*** Opening ENTRIES SHOWN ***

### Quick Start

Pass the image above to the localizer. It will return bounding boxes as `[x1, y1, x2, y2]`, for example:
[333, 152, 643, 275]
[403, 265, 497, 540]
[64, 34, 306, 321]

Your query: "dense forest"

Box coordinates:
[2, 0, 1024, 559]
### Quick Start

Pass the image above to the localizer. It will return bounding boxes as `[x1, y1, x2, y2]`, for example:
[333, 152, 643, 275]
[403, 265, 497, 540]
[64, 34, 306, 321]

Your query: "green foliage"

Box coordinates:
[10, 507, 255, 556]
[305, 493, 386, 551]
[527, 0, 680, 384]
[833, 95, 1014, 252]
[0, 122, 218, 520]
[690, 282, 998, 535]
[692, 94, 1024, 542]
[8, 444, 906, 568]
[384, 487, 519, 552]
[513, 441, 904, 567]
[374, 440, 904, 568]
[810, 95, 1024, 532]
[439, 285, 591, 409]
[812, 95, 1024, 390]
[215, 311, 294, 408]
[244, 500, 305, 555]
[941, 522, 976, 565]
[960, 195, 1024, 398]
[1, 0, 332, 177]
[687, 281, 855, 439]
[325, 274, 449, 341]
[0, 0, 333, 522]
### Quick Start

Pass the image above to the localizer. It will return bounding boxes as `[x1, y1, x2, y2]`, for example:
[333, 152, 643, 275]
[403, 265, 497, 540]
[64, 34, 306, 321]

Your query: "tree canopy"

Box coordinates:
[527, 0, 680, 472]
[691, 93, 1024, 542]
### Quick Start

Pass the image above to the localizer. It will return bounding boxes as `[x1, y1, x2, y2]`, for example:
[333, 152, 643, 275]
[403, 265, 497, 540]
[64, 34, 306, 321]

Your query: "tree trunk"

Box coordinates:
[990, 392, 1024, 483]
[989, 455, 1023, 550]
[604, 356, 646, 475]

*** Closing ENTRIES SHOWN ***

ACTIVITY – Every entry must be output again exactly as it was given.

REPLY –
### Quick Start

Pass the image above to the localizer. It will return bounding boxes as `[x1, y1, x2, y2]`, for example:
[333, 152, 643, 275]
[403, 265, 497, 540]
[64, 34, 306, 321]

Your query: "dense forest"

Box coordinates:
[2, 0, 1024, 559]
### Quick Start

Pass the image above to the localizer. It will return bounding boxes as `[x1, y1, x2, y2]`, for example:
[333, 152, 643, 275]
[403, 265, 497, 540]
[64, 34, 306, 321]

Your query: "green foliage"

Box coordinates:
[10, 507, 255, 556]
[305, 493, 386, 551]
[527, 0, 680, 384]
[833, 95, 1014, 252]
[0, 122, 218, 520]
[690, 282, 998, 535]
[692, 94, 1024, 542]
[8, 444, 906, 568]
[384, 487, 519, 552]
[513, 441, 904, 567]
[374, 440, 904, 568]
[810, 95, 1024, 532]
[439, 285, 591, 409]
[812, 95, 1024, 390]
[215, 311, 294, 408]
[244, 500, 305, 555]
[941, 522, 976, 565]
[960, 195, 1024, 398]
[1, 0, 332, 177]
[687, 281, 855, 439]
[325, 274, 449, 341]
[0, 0, 333, 522]
### Quick Start

Pass the image above to the localizer. It will return bounding boxes as `[x1, y1, x2, y2]`, for example:
[333, 152, 643, 275]
[403, 265, 497, 540]
[64, 34, 306, 321]

Your query: "tree canopy"

Box coordinates:
[527, 0, 680, 472]
[691, 93, 1024, 542]
### Quick Start

Pass the image above to the localizer. It will return bounding boxes as `[x1, y1, x2, y2]`, for example:
[333, 152, 643, 275]
[403, 265, 497, 540]
[64, 34, 306, 321]

Your query: "tree trunk"

Box coordinates:
[990, 392, 1024, 483]
[989, 455, 1023, 550]
[604, 356, 646, 475]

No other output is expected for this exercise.